[Items from a dataset]
*-*-*

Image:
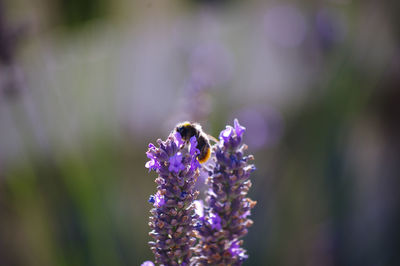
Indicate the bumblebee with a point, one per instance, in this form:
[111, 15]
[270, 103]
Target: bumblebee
[188, 130]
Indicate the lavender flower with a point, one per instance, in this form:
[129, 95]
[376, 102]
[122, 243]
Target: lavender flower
[225, 219]
[173, 217]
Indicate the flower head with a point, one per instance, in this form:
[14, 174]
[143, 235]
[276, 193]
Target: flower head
[225, 219]
[173, 217]
[175, 163]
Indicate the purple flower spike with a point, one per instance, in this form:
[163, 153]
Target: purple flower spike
[175, 163]
[193, 146]
[226, 209]
[173, 218]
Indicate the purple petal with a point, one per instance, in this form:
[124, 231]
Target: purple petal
[226, 134]
[193, 146]
[178, 139]
[238, 128]
[175, 163]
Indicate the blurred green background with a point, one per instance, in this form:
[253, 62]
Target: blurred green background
[85, 85]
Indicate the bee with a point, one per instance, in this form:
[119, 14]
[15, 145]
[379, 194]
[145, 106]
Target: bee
[188, 130]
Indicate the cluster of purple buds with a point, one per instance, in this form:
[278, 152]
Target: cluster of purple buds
[184, 231]
[223, 222]
[173, 216]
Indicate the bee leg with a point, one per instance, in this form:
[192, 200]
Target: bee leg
[213, 138]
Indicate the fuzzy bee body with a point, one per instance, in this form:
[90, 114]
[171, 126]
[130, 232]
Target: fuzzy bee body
[188, 130]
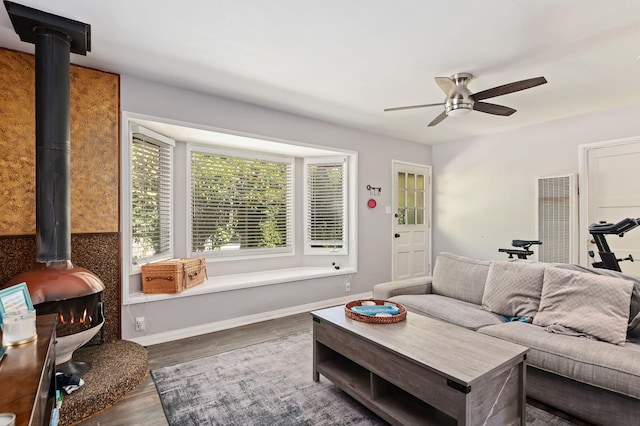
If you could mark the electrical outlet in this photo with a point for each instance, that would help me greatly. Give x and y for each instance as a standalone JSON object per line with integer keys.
{"x": 140, "y": 324}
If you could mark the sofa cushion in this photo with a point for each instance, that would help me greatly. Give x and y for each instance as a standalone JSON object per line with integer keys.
{"x": 450, "y": 310}
{"x": 634, "y": 308}
{"x": 513, "y": 288}
{"x": 460, "y": 277}
{"x": 592, "y": 304}
{"x": 601, "y": 364}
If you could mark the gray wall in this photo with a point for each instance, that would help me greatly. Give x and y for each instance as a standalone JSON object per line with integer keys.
{"x": 485, "y": 188}
{"x": 375, "y": 153}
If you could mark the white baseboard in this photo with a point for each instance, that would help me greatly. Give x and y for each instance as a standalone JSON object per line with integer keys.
{"x": 184, "y": 333}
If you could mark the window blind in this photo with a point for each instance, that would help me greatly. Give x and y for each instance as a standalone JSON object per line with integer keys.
{"x": 240, "y": 204}
{"x": 557, "y": 217}
{"x": 151, "y": 198}
{"x": 326, "y": 205}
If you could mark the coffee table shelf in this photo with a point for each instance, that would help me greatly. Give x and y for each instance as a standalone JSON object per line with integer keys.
{"x": 421, "y": 371}
{"x": 382, "y": 397}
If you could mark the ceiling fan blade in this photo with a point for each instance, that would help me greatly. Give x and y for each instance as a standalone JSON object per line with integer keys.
{"x": 509, "y": 88}
{"x": 493, "y": 108}
{"x": 413, "y": 106}
{"x": 447, "y": 85}
{"x": 438, "y": 119}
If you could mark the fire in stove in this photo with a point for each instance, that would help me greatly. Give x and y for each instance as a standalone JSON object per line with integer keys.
{"x": 76, "y": 314}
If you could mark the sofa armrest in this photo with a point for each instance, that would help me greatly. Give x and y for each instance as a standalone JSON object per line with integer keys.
{"x": 420, "y": 285}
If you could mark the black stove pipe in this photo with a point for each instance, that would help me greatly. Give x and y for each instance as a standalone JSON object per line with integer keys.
{"x": 55, "y": 38}
{"x": 53, "y": 147}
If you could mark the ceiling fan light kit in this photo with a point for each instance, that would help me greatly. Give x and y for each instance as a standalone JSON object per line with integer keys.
{"x": 460, "y": 101}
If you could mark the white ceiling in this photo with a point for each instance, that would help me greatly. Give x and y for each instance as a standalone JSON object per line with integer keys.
{"x": 345, "y": 61}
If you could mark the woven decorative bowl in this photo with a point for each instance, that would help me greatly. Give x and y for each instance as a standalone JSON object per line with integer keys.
{"x": 372, "y": 319}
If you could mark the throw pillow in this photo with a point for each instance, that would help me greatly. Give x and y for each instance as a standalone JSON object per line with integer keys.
{"x": 513, "y": 288}
{"x": 460, "y": 277}
{"x": 634, "y": 310}
{"x": 591, "y": 304}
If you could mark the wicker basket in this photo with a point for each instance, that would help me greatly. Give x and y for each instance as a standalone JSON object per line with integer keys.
{"x": 173, "y": 276}
{"x": 372, "y": 319}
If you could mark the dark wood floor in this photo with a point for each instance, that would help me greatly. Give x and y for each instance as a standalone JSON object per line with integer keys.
{"x": 142, "y": 406}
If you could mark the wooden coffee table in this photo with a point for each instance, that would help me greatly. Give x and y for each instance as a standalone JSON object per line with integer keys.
{"x": 421, "y": 371}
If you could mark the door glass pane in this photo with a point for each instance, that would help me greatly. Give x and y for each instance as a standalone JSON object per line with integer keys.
{"x": 401, "y": 199}
{"x": 411, "y": 217}
{"x": 401, "y": 180}
{"x": 401, "y": 216}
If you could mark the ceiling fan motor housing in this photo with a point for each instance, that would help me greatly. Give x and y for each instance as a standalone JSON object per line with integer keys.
{"x": 459, "y": 102}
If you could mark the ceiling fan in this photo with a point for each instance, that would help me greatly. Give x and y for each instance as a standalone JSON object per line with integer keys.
{"x": 461, "y": 101}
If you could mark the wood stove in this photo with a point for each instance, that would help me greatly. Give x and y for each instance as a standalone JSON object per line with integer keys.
{"x": 55, "y": 284}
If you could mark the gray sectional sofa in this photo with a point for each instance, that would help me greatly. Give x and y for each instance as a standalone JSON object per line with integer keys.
{"x": 581, "y": 325}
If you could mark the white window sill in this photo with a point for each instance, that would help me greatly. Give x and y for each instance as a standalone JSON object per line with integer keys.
{"x": 247, "y": 280}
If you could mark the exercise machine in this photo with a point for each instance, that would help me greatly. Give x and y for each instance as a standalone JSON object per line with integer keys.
{"x": 599, "y": 232}
{"x": 522, "y": 248}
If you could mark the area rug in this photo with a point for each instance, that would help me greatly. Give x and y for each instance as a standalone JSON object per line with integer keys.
{"x": 268, "y": 384}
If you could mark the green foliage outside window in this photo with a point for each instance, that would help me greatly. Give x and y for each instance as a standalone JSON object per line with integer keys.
{"x": 239, "y": 203}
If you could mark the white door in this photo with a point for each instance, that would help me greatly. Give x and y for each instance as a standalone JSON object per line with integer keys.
{"x": 411, "y": 220}
{"x": 613, "y": 182}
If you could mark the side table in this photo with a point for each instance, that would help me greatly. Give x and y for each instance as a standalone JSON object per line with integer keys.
{"x": 27, "y": 374}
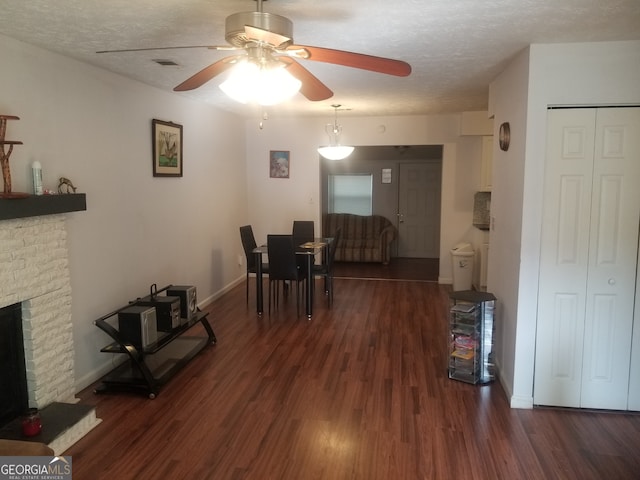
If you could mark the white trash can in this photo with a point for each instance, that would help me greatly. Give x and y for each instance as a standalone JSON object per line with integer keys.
{"x": 462, "y": 257}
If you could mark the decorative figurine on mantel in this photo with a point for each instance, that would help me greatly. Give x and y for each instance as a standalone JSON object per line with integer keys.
{"x": 65, "y": 186}
{"x": 4, "y": 158}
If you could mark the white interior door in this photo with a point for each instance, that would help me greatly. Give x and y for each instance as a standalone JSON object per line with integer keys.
{"x": 588, "y": 258}
{"x": 419, "y": 209}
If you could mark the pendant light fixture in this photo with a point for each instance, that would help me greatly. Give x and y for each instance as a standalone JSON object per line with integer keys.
{"x": 335, "y": 151}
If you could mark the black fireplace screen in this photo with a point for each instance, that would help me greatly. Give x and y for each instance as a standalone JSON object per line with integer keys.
{"x": 13, "y": 378}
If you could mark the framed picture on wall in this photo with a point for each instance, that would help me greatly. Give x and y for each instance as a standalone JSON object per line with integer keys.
{"x": 279, "y": 164}
{"x": 167, "y": 148}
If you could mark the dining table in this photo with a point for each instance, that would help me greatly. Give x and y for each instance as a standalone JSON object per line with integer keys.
{"x": 319, "y": 245}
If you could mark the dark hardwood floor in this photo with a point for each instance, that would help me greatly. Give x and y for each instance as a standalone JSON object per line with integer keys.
{"x": 358, "y": 392}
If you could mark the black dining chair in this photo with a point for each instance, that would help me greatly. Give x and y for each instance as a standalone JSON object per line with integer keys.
{"x": 249, "y": 244}
{"x": 325, "y": 270}
{"x": 303, "y": 232}
{"x": 283, "y": 266}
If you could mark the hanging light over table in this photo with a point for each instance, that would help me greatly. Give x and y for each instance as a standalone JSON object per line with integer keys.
{"x": 335, "y": 151}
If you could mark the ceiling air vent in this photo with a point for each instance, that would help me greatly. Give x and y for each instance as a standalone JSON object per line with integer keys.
{"x": 165, "y": 63}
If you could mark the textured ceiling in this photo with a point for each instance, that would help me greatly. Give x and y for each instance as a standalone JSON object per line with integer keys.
{"x": 455, "y": 47}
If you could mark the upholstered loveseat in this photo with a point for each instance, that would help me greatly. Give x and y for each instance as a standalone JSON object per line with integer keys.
{"x": 364, "y": 238}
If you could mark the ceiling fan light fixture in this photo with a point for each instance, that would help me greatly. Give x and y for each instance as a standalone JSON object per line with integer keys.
{"x": 265, "y": 85}
{"x": 335, "y": 151}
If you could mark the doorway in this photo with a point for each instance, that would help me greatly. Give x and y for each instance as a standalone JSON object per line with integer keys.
{"x": 419, "y": 193}
{"x": 388, "y": 191}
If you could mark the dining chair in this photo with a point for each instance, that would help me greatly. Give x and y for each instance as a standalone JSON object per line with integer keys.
{"x": 249, "y": 244}
{"x": 325, "y": 270}
{"x": 283, "y": 266}
{"x": 303, "y": 231}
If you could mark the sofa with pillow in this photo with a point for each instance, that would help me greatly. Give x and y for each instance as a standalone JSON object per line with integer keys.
{"x": 364, "y": 238}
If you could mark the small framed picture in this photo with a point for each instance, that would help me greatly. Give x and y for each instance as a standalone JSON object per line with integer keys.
{"x": 167, "y": 149}
{"x": 279, "y": 164}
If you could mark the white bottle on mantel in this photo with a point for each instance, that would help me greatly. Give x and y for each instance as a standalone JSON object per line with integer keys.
{"x": 36, "y": 170}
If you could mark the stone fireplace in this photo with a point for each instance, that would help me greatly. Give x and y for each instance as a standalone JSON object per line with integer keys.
{"x": 34, "y": 272}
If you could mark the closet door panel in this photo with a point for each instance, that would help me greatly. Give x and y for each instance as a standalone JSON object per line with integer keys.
{"x": 612, "y": 259}
{"x": 564, "y": 257}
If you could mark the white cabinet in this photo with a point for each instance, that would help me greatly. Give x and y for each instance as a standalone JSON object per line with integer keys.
{"x": 486, "y": 169}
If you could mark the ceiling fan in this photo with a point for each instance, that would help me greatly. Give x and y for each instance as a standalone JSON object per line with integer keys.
{"x": 267, "y": 41}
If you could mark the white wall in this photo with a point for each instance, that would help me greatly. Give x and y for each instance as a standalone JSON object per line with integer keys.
{"x": 275, "y": 202}
{"x": 606, "y": 73}
{"x": 94, "y": 127}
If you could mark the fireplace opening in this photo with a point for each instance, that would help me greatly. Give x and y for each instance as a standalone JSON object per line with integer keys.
{"x": 14, "y": 399}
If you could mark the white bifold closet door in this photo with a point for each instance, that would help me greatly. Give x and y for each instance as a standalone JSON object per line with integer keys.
{"x": 589, "y": 256}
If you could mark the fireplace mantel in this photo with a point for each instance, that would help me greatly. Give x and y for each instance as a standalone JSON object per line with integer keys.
{"x": 36, "y": 205}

*-*-*

__Problem requirements__: Extract all lines from the data in which "Indicate" is found.

__Response to this exercise__:
Indicate the bumblebee with a point, one per instance, in this form:
Indicate the lavender flower with a point, one per instance, in this form:
Indicate the flower head with a point, one per instance, in this form:
Indicate the purple flower spike with a point, one per instance, in this form:
Indicate the purple petal with a point, one per instance, in this form:
Indicate the blurred green background with a point, one per instance, in this form:
Indicate the bee with a point, one per instance, in this form:
Indicate the cluster of purple buds with a point, one per instance, in this form:
Indicate the bee leg with a point, one per instance, in this form:
Indicate the fuzzy bee body with a point, one per instance, in this form:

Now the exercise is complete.